Exercise brief:
Reproduce all of the data below line for line, without changing a single character.
━━━
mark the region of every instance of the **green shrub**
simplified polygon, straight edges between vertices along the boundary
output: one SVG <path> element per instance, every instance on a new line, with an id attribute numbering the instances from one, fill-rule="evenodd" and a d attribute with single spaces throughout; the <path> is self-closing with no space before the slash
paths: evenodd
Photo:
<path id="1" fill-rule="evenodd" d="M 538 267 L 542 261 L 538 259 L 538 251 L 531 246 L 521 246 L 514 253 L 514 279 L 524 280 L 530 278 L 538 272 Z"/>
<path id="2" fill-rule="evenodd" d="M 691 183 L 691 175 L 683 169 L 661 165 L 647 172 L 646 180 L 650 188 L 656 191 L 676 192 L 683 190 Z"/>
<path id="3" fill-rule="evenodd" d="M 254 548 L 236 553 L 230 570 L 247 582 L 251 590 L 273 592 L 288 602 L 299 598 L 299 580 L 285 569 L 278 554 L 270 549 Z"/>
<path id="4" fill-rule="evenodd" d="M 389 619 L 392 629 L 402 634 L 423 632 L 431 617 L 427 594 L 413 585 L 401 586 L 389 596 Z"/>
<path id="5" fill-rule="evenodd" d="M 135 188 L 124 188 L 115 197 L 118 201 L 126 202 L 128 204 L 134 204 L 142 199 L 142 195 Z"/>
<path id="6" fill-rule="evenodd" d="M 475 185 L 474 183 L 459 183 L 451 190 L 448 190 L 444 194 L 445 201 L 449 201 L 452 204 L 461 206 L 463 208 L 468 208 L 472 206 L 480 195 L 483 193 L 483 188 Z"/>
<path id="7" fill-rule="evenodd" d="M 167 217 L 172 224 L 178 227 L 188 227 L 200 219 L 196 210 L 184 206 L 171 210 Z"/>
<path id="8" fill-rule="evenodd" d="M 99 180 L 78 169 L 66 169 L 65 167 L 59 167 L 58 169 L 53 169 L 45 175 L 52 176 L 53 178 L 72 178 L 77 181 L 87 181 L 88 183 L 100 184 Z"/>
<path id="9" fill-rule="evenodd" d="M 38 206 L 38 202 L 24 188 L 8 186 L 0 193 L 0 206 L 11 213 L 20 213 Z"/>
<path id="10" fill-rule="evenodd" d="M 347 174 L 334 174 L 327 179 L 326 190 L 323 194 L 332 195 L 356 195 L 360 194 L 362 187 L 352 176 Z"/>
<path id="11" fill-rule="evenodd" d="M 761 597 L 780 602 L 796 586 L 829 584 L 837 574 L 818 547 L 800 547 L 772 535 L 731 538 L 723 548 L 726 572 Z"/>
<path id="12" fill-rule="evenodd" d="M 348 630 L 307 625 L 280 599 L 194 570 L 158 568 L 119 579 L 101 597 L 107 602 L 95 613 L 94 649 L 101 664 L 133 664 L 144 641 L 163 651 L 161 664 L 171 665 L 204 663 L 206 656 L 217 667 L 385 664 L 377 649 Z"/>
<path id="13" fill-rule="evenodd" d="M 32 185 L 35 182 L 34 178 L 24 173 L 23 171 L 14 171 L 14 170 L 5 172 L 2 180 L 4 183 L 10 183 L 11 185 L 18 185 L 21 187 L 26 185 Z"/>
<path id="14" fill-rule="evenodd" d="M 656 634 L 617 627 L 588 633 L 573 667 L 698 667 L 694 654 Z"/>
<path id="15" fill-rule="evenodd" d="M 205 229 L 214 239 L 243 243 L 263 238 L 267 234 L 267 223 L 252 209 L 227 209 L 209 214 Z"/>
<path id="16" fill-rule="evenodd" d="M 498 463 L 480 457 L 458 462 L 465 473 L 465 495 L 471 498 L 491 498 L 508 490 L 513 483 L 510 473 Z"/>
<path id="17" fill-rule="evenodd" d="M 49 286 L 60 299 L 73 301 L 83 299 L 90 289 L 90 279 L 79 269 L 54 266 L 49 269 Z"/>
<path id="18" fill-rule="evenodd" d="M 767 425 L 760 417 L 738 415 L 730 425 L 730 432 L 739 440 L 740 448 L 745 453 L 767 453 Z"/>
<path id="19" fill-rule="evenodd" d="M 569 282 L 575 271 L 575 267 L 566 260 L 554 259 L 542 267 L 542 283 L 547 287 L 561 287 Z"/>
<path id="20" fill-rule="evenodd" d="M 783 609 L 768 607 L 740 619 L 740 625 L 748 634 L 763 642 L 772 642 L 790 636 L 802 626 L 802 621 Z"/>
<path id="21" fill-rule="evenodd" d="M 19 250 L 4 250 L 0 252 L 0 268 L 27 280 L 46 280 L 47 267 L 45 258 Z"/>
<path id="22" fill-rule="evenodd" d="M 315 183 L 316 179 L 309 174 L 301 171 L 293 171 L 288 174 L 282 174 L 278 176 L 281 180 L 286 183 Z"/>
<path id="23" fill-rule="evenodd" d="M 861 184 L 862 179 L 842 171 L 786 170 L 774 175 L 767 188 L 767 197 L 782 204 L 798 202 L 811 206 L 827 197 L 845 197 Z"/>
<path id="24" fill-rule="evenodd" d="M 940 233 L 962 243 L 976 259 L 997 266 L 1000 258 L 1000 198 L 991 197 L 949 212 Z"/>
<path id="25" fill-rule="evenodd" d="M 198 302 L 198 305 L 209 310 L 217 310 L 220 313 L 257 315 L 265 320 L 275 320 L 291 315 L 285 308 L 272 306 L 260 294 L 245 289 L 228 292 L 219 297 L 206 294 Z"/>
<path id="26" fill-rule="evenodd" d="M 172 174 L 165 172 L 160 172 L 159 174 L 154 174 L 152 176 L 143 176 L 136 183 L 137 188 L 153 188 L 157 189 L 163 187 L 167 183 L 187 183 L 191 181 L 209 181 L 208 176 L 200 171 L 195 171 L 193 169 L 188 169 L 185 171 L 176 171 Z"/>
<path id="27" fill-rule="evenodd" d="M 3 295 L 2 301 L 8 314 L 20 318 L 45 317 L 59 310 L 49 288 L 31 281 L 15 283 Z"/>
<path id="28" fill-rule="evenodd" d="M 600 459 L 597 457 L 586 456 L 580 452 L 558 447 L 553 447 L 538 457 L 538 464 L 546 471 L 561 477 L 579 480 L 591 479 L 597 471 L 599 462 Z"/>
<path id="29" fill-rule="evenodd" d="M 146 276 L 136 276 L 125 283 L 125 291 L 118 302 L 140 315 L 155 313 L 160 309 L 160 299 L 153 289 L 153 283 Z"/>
━━━
Full solution:
mark the region of every instance of the **green shrub**
simplified polygon, straight edges between vertices along the boundary
output: one SVG <path> element per instance, every instance on a new line, with an id attribute numbering the instances from one, fill-rule="evenodd" and a d attribute with single spaces throughout; the <path> is self-closing with no space before the slash
paths: evenodd
Photo:
<path id="1" fill-rule="evenodd" d="M 538 267 L 542 261 L 538 259 L 538 251 L 531 246 L 521 246 L 514 253 L 514 279 L 524 280 L 530 278 L 538 272 Z"/>
<path id="2" fill-rule="evenodd" d="M 691 183 L 691 175 L 683 169 L 661 165 L 647 172 L 646 180 L 650 188 L 656 191 L 676 192 L 683 190 Z"/>
<path id="3" fill-rule="evenodd" d="M 254 548 L 236 553 L 230 570 L 247 582 L 251 590 L 273 592 L 288 602 L 299 598 L 299 580 L 285 569 L 278 554 L 270 549 Z"/>
<path id="4" fill-rule="evenodd" d="M 389 619 L 392 629 L 402 634 L 423 632 L 431 617 L 427 594 L 413 585 L 401 586 L 389 596 Z"/>
<path id="5" fill-rule="evenodd" d="M 135 188 L 124 188 L 115 197 L 118 201 L 126 202 L 128 204 L 134 204 L 142 199 L 142 195 Z"/>
<path id="6" fill-rule="evenodd" d="M 475 185 L 474 183 L 459 183 L 451 190 L 448 190 L 444 194 L 445 201 L 449 201 L 452 204 L 461 206 L 463 208 L 468 208 L 472 206 L 480 195 L 483 193 L 483 188 Z"/>
<path id="7" fill-rule="evenodd" d="M 167 217 L 172 224 L 178 227 L 188 227 L 200 219 L 196 210 L 184 206 L 171 210 Z"/>
<path id="8" fill-rule="evenodd" d="M 99 180 L 78 169 L 66 169 L 65 167 L 59 167 L 58 169 L 53 169 L 45 175 L 52 176 L 53 178 L 72 178 L 77 181 L 87 181 L 88 183 L 100 184 Z"/>
<path id="9" fill-rule="evenodd" d="M 38 206 L 38 202 L 24 188 L 8 186 L 0 193 L 0 206 L 11 213 L 20 213 Z"/>
<path id="10" fill-rule="evenodd" d="M 347 174 L 334 174 L 327 179 L 326 190 L 323 194 L 332 195 L 356 195 L 360 194 L 362 187 L 352 176 Z"/>
<path id="11" fill-rule="evenodd" d="M 761 597 L 780 602 L 796 586 L 829 584 L 837 574 L 818 547 L 800 547 L 772 535 L 731 538 L 723 548 L 726 572 Z"/>
<path id="12" fill-rule="evenodd" d="M 348 630 L 307 625 L 280 599 L 194 570 L 158 568 L 119 579 L 101 597 L 107 602 L 95 613 L 94 649 L 101 664 L 133 664 L 144 641 L 163 651 L 161 664 L 171 665 L 204 663 L 206 656 L 217 667 L 385 664 L 377 649 Z"/>
<path id="13" fill-rule="evenodd" d="M 32 185 L 35 182 L 34 178 L 24 173 L 23 171 L 14 171 L 14 170 L 5 172 L 2 180 L 4 183 L 10 183 L 11 185 L 18 185 L 21 187 L 26 185 Z"/>
<path id="14" fill-rule="evenodd" d="M 656 634 L 617 627 L 588 633 L 573 667 L 698 667 L 694 654 Z"/>
<path id="15" fill-rule="evenodd" d="M 205 229 L 214 239 L 243 243 L 263 238 L 267 234 L 267 223 L 252 209 L 227 209 L 209 214 Z"/>
<path id="16" fill-rule="evenodd" d="M 498 463 L 480 457 L 458 462 L 465 473 L 465 495 L 471 498 L 491 498 L 508 490 L 513 483 L 510 473 Z"/>
<path id="17" fill-rule="evenodd" d="M 49 286 L 60 299 L 73 301 L 83 299 L 90 289 L 90 279 L 79 269 L 54 266 L 49 269 Z"/>
<path id="18" fill-rule="evenodd" d="M 767 425 L 760 417 L 738 415 L 730 425 L 730 432 L 739 440 L 740 448 L 745 453 L 767 453 Z"/>
<path id="19" fill-rule="evenodd" d="M 569 282 L 575 271 L 575 267 L 566 260 L 554 259 L 542 267 L 542 283 L 547 287 L 561 287 Z"/>
<path id="20" fill-rule="evenodd" d="M 783 609 L 768 607 L 740 619 L 740 625 L 748 634 L 763 642 L 772 642 L 790 636 L 802 626 L 802 621 Z"/>
<path id="21" fill-rule="evenodd" d="M 19 250 L 4 250 L 0 252 L 0 268 L 27 280 L 46 280 L 47 267 L 45 258 Z"/>
<path id="22" fill-rule="evenodd" d="M 315 183 L 316 179 L 309 174 L 301 171 L 293 171 L 288 174 L 282 174 L 278 176 L 281 180 L 286 183 Z"/>
<path id="23" fill-rule="evenodd" d="M 861 184 L 862 179 L 842 171 L 786 170 L 774 175 L 767 188 L 767 197 L 782 204 L 798 202 L 811 206 L 827 197 L 845 197 Z"/>
<path id="24" fill-rule="evenodd" d="M 940 233 L 962 243 L 976 259 L 997 266 L 1000 258 L 1000 198 L 991 197 L 949 212 Z"/>
<path id="25" fill-rule="evenodd" d="M 198 302 L 198 305 L 209 310 L 217 310 L 220 313 L 257 315 L 265 320 L 275 320 L 291 315 L 285 308 L 272 306 L 260 294 L 245 289 L 228 292 L 219 297 L 206 294 Z"/>
<path id="26" fill-rule="evenodd" d="M 172 174 L 165 172 L 160 172 L 159 174 L 154 174 L 152 176 L 143 176 L 136 183 L 137 188 L 153 188 L 157 189 L 163 187 L 167 183 L 187 183 L 191 181 L 209 181 L 208 176 L 200 171 L 195 171 L 193 169 L 188 169 L 185 171 L 176 171 Z"/>
<path id="27" fill-rule="evenodd" d="M 3 295 L 2 301 L 8 314 L 20 318 L 45 317 L 59 310 L 49 288 L 31 281 L 15 283 Z"/>
<path id="28" fill-rule="evenodd" d="M 600 459 L 597 457 L 586 456 L 580 452 L 558 447 L 553 447 L 538 457 L 538 464 L 546 471 L 561 477 L 579 480 L 591 479 L 597 471 L 599 462 Z"/>
<path id="29" fill-rule="evenodd" d="M 146 276 L 136 276 L 125 283 L 125 291 L 118 302 L 140 315 L 155 313 L 160 309 L 160 299 L 153 289 L 153 283 Z"/>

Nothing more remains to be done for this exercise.